**DATASET RECORDS**
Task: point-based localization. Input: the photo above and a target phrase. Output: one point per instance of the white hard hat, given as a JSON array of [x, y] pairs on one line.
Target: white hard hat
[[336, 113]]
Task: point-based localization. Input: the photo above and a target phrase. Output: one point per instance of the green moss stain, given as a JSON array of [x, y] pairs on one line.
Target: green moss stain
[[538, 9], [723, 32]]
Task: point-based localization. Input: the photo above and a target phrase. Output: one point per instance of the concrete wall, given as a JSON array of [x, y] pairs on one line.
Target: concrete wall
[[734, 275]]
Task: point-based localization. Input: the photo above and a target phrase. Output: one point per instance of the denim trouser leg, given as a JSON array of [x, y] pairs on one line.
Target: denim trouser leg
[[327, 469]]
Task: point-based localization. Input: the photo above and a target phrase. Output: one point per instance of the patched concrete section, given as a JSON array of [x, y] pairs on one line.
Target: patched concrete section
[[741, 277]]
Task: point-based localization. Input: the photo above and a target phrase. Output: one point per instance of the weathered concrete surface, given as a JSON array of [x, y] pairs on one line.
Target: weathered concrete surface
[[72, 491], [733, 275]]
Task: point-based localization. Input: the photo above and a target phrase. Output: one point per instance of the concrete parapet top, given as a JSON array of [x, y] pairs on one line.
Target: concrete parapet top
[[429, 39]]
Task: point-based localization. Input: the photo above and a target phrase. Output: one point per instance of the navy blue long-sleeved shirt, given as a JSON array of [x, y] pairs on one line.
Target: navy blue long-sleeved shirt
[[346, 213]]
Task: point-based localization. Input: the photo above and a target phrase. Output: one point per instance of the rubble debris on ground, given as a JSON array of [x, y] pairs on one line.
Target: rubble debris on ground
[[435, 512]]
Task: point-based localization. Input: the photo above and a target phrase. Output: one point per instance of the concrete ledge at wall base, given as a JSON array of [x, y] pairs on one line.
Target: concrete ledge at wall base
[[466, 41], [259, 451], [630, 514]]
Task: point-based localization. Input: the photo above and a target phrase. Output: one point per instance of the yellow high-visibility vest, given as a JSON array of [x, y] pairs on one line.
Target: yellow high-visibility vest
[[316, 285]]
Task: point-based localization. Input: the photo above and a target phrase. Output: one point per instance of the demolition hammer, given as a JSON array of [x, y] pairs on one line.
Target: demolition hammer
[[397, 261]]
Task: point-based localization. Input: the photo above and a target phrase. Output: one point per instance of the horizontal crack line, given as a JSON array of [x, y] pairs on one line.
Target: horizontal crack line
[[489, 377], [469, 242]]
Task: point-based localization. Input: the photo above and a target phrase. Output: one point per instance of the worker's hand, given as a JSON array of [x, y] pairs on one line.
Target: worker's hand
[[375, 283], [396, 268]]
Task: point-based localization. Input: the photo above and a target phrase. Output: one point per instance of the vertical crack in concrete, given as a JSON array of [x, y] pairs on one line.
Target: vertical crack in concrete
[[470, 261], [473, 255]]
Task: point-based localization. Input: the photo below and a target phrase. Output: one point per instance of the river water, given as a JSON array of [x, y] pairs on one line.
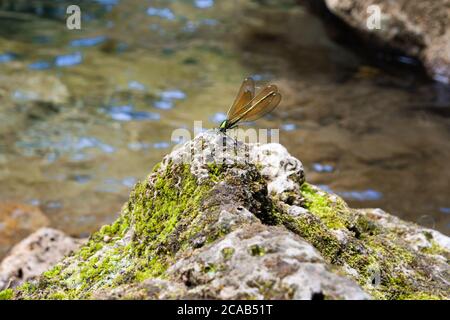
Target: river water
[[86, 113]]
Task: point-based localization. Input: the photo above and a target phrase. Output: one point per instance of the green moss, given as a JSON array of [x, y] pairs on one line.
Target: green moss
[[256, 250], [436, 249], [160, 218], [320, 204], [6, 294], [227, 253], [367, 252]]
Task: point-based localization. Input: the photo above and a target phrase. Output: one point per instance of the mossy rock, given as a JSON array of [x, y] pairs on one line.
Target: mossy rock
[[184, 210]]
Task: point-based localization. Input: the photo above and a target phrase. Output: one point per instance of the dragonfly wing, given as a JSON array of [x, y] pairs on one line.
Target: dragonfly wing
[[266, 100], [264, 107], [243, 98]]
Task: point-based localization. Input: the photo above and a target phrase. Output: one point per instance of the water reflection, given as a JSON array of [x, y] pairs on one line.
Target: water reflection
[[84, 115]]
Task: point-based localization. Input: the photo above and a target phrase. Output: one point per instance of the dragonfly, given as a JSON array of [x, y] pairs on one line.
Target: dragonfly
[[248, 107]]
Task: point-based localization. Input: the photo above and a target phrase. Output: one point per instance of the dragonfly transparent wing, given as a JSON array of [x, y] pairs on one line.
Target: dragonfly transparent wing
[[266, 100]]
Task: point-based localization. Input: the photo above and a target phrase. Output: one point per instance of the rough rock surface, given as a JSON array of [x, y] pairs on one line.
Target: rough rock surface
[[34, 255], [241, 222], [419, 28]]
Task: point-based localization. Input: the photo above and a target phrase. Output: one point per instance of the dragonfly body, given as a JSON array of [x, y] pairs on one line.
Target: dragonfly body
[[248, 107]]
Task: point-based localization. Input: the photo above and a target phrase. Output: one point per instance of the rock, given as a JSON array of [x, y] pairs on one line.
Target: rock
[[34, 255], [241, 222], [419, 28], [16, 222]]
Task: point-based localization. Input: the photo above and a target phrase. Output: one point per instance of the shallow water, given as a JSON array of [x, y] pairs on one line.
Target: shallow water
[[86, 113]]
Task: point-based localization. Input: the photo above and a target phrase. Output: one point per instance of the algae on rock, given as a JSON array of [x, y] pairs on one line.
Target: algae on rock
[[243, 223]]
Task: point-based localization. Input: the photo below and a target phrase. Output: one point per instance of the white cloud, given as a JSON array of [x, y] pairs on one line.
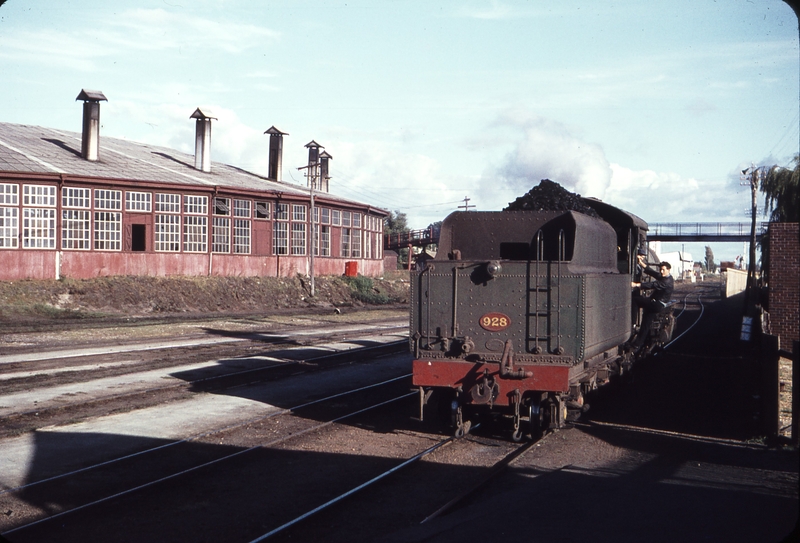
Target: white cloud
[[548, 149], [670, 197]]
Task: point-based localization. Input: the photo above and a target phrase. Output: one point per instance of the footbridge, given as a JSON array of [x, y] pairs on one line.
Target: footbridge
[[666, 231], [704, 231]]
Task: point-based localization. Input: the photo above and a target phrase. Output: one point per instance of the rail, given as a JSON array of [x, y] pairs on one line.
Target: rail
[[415, 238]]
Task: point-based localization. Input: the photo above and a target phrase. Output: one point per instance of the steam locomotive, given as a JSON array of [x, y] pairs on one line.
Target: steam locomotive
[[522, 313]]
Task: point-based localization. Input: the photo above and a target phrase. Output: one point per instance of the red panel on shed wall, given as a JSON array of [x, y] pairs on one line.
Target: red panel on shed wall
[[21, 264]]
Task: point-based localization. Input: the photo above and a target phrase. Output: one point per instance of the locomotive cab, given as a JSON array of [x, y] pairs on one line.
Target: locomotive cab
[[519, 313]]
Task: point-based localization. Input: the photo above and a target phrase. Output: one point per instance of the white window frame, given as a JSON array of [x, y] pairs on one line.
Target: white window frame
[[107, 229], [346, 242], [76, 229], [9, 227], [298, 213], [138, 202], [76, 197], [280, 238], [195, 233], [264, 213], [195, 205], [168, 203], [220, 234], [39, 227], [9, 194], [241, 236], [299, 246], [39, 195], [107, 199]]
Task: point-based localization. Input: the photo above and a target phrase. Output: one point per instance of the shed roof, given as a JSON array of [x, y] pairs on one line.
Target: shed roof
[[34, 149]]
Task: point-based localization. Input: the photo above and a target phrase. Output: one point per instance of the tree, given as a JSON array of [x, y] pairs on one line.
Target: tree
[[395, 223], [709, 263], [781, 193]]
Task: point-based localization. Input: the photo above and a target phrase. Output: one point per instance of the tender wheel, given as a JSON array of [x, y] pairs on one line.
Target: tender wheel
[[535, 419], [463, 429]]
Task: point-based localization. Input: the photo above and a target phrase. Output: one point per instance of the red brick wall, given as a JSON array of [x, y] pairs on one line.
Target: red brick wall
[[784, 282]]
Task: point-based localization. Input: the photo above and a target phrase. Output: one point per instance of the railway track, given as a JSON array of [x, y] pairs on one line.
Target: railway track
[[59, 488], [56, 388]]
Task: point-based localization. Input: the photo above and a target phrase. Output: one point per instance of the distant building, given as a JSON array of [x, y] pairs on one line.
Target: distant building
[[73, 205]]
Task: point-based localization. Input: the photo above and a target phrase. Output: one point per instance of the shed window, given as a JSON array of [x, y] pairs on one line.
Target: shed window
[[355, 243], [221, 235], [75, 197], [168, 203], [280, 238], [39, 195], [107, 230], [75, 229], [222, 206], [107, 199], [345, 242], [39, 228], [9, 194], [262, 210], [9, 227], [168, 233], [281, 212], [241, 208], [138, 201], [195, 233], [298, 238], [195, 205], [241, 236]]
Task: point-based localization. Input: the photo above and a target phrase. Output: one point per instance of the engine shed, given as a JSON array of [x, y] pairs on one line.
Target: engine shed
[[73, 205]]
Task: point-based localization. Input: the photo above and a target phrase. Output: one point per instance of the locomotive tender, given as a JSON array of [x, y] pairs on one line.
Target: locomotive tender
[[523, 312]]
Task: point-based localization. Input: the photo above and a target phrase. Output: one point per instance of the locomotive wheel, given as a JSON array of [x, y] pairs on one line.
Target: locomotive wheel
[[536, 417]]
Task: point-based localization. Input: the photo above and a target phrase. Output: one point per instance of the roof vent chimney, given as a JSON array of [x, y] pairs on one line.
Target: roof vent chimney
[[313, 163], [202, 140], [275, 153], [324, 157], [90, 140]]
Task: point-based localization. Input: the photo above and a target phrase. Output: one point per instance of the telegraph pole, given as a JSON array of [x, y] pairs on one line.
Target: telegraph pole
[[313, 175], [751, 176]]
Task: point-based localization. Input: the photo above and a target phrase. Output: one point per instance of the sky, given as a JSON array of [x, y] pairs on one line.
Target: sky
[[655, 107]]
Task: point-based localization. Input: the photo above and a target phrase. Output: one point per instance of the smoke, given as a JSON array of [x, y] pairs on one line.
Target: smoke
[[549, 150]]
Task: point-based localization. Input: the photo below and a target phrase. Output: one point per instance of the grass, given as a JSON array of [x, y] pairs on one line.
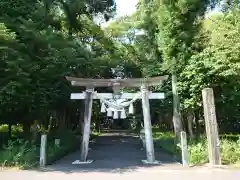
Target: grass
[[197, 149], [23, 154]]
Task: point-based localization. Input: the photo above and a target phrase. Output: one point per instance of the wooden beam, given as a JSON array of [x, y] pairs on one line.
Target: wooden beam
[[211, 126], [87, 124], [147, 126], [131, 82]]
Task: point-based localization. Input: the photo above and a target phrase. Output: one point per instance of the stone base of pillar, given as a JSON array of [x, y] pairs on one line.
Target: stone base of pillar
[[82, 162], [153, 163]]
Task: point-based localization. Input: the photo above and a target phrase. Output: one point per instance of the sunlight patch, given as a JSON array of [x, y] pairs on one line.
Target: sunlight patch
[[155, 162], [82, 162]]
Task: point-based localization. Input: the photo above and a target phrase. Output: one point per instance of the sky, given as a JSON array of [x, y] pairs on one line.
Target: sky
[[124, 8]]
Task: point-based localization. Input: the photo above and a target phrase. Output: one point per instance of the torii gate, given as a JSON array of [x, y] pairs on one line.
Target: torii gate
[[116, 84]]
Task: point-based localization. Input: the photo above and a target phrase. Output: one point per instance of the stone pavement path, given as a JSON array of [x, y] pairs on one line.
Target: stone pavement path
[[112, 152], [119, 158]]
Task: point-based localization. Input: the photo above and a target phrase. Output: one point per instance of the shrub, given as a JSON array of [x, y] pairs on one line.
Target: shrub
[[229, 150], [19, 153]]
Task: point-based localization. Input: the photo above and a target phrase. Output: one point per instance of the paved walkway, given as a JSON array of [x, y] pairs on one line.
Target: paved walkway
[[119, 158], [112, 152]]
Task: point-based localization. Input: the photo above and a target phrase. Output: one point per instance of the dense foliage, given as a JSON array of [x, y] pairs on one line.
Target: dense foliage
[[43, 41]]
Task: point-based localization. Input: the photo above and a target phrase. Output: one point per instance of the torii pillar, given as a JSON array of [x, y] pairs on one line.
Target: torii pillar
[[144, 83]]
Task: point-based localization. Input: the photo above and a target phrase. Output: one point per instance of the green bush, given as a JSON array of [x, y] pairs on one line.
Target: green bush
[[198, 150], [230, 151], [23, 154], [19, 153]]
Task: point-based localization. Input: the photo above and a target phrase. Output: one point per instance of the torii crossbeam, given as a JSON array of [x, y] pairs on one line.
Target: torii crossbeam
[[116, 84]]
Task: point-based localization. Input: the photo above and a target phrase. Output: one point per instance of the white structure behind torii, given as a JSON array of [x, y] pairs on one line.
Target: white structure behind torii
[[144, 94]]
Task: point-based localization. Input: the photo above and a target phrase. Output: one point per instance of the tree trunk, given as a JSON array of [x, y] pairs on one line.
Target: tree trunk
[[10, 131], [62, 120], [196, 121], [177, 123], [26, 129], [190, 119]]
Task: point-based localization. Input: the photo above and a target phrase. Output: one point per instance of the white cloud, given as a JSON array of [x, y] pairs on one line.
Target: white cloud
[[124, 8]]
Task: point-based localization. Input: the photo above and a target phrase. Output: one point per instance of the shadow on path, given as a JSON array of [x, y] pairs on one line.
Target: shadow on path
[[112, 152]]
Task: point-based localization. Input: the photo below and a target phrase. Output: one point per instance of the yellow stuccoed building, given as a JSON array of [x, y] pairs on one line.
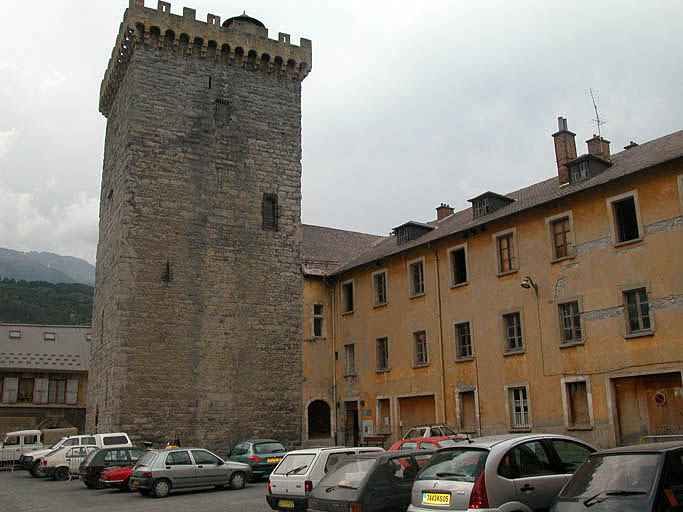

**WORK INSTRUCTIONS**
Copy out only the lines running from the beginning of the data to the line with "of the denim", both ends included.

**ANSWER TO THE PROBLEM**
Task: point-based localization. Input: the photo above and a target phrase. Output: one point per instance of the white hard hat, given as a JSON array of [x, y] pairs on one line.
Target: white hard hat
[[336, 113]]
Task: point-based localization. Input: the photo above and a target phrase. Output: one point per instance of the green moss stain, given as a JSON array of [x, y] pairs on one line.
Target: green moss stain
[[538, 9], [723, 32]]
Task: point-based localization. Input: the photo above and a target phrase. Output: one point per instance of the concrete wall, given as a JSON array of [x, y] pairs on one line.
Target: concrete wall
[[734, 275]]
Task: point-based localization. Input: the photo above and a target phrase. Output: one point per instance of the denim trouser leg, given as a JSON array of [x, y] pairs on one line.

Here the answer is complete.